Data items:
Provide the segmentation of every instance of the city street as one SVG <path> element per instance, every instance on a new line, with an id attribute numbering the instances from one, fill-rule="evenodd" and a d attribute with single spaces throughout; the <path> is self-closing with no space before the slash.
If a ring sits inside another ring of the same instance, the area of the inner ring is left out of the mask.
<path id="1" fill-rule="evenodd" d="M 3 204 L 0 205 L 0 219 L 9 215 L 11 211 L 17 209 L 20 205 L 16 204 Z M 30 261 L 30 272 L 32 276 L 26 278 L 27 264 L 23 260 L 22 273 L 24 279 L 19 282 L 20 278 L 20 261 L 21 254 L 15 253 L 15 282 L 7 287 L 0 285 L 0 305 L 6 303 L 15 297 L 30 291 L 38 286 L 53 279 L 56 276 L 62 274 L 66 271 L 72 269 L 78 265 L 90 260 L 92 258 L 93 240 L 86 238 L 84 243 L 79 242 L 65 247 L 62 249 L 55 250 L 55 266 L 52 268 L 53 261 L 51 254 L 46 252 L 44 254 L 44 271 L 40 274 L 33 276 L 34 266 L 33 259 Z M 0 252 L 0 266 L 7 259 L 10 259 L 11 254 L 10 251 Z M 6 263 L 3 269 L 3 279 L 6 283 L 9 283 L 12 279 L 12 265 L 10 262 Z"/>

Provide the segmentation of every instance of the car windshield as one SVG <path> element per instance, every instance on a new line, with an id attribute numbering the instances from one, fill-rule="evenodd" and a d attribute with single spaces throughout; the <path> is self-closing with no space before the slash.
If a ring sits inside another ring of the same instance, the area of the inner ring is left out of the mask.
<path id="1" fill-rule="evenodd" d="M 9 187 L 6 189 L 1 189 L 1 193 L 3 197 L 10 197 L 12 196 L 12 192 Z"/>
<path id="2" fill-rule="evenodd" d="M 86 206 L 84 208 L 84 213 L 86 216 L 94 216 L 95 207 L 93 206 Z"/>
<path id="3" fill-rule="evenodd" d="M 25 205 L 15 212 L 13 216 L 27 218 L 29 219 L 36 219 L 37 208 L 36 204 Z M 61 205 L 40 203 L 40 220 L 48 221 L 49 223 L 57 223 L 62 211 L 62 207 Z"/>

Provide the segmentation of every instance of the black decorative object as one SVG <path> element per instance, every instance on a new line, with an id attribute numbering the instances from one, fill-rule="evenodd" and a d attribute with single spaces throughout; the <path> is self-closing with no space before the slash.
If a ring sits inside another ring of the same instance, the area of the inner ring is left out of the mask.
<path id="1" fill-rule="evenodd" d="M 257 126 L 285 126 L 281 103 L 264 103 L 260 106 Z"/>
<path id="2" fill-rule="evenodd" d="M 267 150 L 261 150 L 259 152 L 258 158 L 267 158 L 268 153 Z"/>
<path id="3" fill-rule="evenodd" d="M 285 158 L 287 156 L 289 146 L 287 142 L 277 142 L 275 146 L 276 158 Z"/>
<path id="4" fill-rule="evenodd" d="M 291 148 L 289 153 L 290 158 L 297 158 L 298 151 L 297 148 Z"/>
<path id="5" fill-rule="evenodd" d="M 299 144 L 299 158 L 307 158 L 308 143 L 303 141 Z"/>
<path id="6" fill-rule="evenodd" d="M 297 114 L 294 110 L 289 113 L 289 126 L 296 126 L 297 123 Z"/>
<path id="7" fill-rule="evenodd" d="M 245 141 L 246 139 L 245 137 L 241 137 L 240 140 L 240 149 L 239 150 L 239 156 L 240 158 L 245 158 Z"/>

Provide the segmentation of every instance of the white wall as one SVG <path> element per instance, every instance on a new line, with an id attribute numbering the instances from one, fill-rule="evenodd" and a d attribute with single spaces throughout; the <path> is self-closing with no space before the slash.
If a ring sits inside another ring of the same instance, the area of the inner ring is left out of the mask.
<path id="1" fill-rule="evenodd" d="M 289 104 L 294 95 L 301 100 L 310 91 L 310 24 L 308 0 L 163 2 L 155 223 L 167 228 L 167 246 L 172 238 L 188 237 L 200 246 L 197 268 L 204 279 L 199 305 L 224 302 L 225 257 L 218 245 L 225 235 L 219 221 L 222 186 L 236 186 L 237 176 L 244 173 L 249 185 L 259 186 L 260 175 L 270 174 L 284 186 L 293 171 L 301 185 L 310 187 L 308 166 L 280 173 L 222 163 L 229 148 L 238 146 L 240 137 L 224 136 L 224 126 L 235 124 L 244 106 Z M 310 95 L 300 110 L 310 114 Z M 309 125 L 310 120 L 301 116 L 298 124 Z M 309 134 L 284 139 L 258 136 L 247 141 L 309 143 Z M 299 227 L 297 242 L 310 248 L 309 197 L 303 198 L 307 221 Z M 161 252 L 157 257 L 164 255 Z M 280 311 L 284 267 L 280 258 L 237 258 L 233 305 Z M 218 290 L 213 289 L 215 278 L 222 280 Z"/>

— WRITTEN TASK —
Render all the records above as a two-column CSV with the header columns "request" and "answer", one row per request. Put each request's text and its answer in a single quoted field apiece, replacing line breaks with spaces.

— RESPONSE TO THE TASK —
request,answer
"Provide the segmentation of every instance of the city street as one SVG <path> element per instance, every instance on a new line, with an id attribute numbering the instances from one, fill-rule=""evenodd"" and a d attribute with single spaces throughout; the <path> is self-closing with no space before the slash. If a ring sits inside another ring of the same instance, the area of the inner ring is left out of the mask.","<path id=""1"" fill-rule=""evenodd"" d=""M 3 204 L 0 205 L 0 219 L 9 215 L 11 211 L 17 209 L 20 205 L 16 204 Z M 30 261 L 30 272 L 32 276 L 26 278 L 27 264 L 23 260 L 22 273 L 24 279 L 19 282 L 20 278 L 20 261 L 21 254 L 15 253 L 15 282 L 7 287 L 0 285 L 0 305 L 6 303 L 15 297 L 30 291 L 38 286 L 53 279 L 56 276 L 62 274 L 66 271 L 72 269 L 78 265 L 90 260 L 92 258 L 93 240 L 86 238 L 84 243 L 79 242 L 65 247 L 62 249 L 55 250 L 55 266 L 52 268 L 53 261 L 51 254 L 46 252 L 44 254 L 44 271 L 40 274 L 33 276 L 34 266 L 33 259 Z M 0 252 L 0 266 L 7 259 L 10 259 L 11 254 L 10 251 Z M 6 263 L 3 269 L 3 279 L 6 283 L 9 283 L 12 279 L 12 265 L 10 262 Z""/>"
"Provide the segmentation of every instance of the car windshield as one SVG <path> element per instance, every instance on a new line, with an id attribute numbering the instances from one, fill-rule=""evenodd"" and a d attribute with single spaces throughout; the <path> is self-closing with no space before the slash. If a ring sits inside another ring of the same instance, the area of the inner ring is left out of the mask.","<path id=""1"" fill-rule=""evenodd"" d=""M 9 187 L 6 189 L 1 189 L 1 193 L 3 197 L 10 197 L 12 196 L 12 192 Z""/> <path id=""2"" fill-rule=""evenodd"" d=""M 86 206 L 84 208 L 84 213 L 86 216 L 94 216 L 95 207 L 93 206 Z""/> <path id=""3"" fill-rule=""evenodd"" d=""M 25 205 L 15 212 L 13 216 L 27 218 L 29 219 L 36 219 L 37 208 L 36 204 Z M 61 205 L 40 203 L 40 220 L 48 221 L 49 223 L 57 223 L 62 211 L 62 207 Z""/>"
"Provide the segmentation of every instance of the black decorative object as one SVG <path> element per instance, every instance on a new line, with an id attribute numbering the instances from one, fill-rule=""evenodd"" and a d attribute with single spaces throughout; the <path> is self-closing with no space before the slash. If a ring sits inside another ring of the same instance, the area of the inner ring is left out of the mask.","<path id=""1"" fill-rule=""evenodd"" d=""M 257 126 L 285 126 L 281 103 L 264 103 L 260 106 Z""/> <path id=""2"" fill-rule=""evenodd"" d=""M 267 150 L 261 150 L 259 152 L 258 158 L 267 158 L 268 153 Z""/> <path id=""3"" fill-rule=""evenodd"" d=""M 285 158 L 287 156 L 289 146 L 287 142 L 277 142 L 275 146 L 276 158 Z""/> <path id=""4"" fill-rule=""evenodd"" d=""M 291 148 L 289 153 L 290 158 L 297 158 L 298 151 L 297 148 Z""/> <path id=""5"" fill-rule=""evenodd"" d=""M 299 144 L 299 158 L 307 158 L 308 143 L 303 141 Z""/> <path id=""6"" fill-rule=""evenodd"" d=""M 297 114 L 294 110 L 289 113 L 289 126 L 296 126 L 297 123 Z""/> <path id=""7"" fill-rule=""evenodd"" d=""M 245 141 L 246 139 L 245 137 L 241 137 L 240 140 L 240 149 L 239 150 L 239 156 L 240 158 L 245 158 Z""/>"
"Provide the segmentation of every instance of the white wall as one SVG <path> element per instance, every instance on a new line, with an id attribute numbering the instances from one, fill-rule=""evenodd"" and a d attribute with single spaces throughout; the <path> is self-closing with no space before the slash. If a ring sits inside another ring of the same instance, the area of the inner ring is left out of the mask.","<path id=""1"" fill-rule=""evenodd"" d=""M 289 104 L 294 95 L 301 100 L 310 91 L 310 24 L 308 0 L 163 2 L 155 223 L 167 228 L 167 246 L 172 238 L 188 237 L 200 246 L 197 268 L 204 279 L 199 305 L 224 302 L 225 257 L 218 245 L 225 235 L 219 221 L 222 186 L 236 186 L 237 176 L 244 173 L 249 185 L 259 186 L 260 175 L 270 174 L 284 186 L 293 171 L 301 185 L 310 187 L 308 166 L 280 173 L 222 163 L 229 148 L 238 146 L 240 137 L 224 136 L 224 126 L 235 124 L 244 106 Z M 310 95 L 300 110 L 310 114 Z M 309 125 L 310 120 L 301 116 L 298 124 Z M 309 134 L 284 139 L 258 136 L 247 141 L 309 143 Z M 299 227 L 297 242 L 310 248 L 309 197 L 303 198 L 307 221 Z M 161 252 L 157 257 L 164 255 Z M 280 311 L 284 267 L 280 258 L 237 258 L 233 305 Z M 218 290 L 213 289 L 215 278 L 222 280 Z""/>"